* _Esercizi_:
(a) Nell'estratto sulla filiera olearia, a quanto ammonta nel complesso il fabbisogno di olio d'oliva interno ed estero?
(b) Indica se ciascuna affermazione concorda con l'estratto sulla filiera olearia, rispondendo sì o no e citando le parole decisive: (i) anche nelle campagne migliori la produzione di olio d'oliva supera di norma le 350mila tonnellate; (ii) l'industria olearia italiana risponde al deficit produttivo con il blending; (iii) per Assitol lo sforzo di modernizzazione riguarda solo una parte della filiera.

* _Estratto del documento_:
------------------------------------------------------------------------

Modernizzare i processi produttivi di tutta la filiera
Per dare impulso al comparto, sostiene Cane, è necessario ammodernarne l’intera struttura produttiva. «È la stessa filiera a riconoscere che gli impianti attuali hanno un urgente bisogno di essere rinnovati e ampliati. Soltanto così si potrà incrementare la produzione di olio d’oliva che, anche nelle campagne migliori, difficilmente supera le 350mila tonnellate ed è quindi del tutto insufficiente rispetto al fabbisogno interno e a quello estero, pari nel complesso a quasi un milione di tonnellate. Attualmente la risposta dell’industria olearia italiana al deficit produttivo è il blending: le aziende, accostando oli diversi per provenienza e gusto, hanno ideato prodotti unici, costanti nel tempo e apprezzati dai consumatori italiani ed esteri. Ma per remunerare in modo adeguato il comparto occorre modernizzare i processi produttivi. Si tratta di uno sforzo che per Assitol deve riguardare tutti gli attori della filiera».

------------------------------------------------------------------------

* _Dati forniti_:
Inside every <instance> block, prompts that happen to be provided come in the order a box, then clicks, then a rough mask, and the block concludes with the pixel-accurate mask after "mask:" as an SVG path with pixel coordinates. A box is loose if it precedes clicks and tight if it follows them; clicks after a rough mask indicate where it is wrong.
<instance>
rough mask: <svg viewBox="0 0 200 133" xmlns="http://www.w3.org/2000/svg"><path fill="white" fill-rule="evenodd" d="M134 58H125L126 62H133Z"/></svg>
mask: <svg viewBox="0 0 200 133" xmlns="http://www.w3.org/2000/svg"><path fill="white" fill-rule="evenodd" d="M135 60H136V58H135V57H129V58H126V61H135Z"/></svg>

------------------------------------------------------------------------

* _Esiti dei compiti_:
(a) A quasi un milione di tonnellate.

(b)
(i) No: «difficilmente supera le 350mila tonnellate».
(ii) Sì: «Attualmente la risposta dell’industria olearia italiana al deficit produttivo è il blending».
(iii) No: «deve riguardare tutti gli attori della filiera».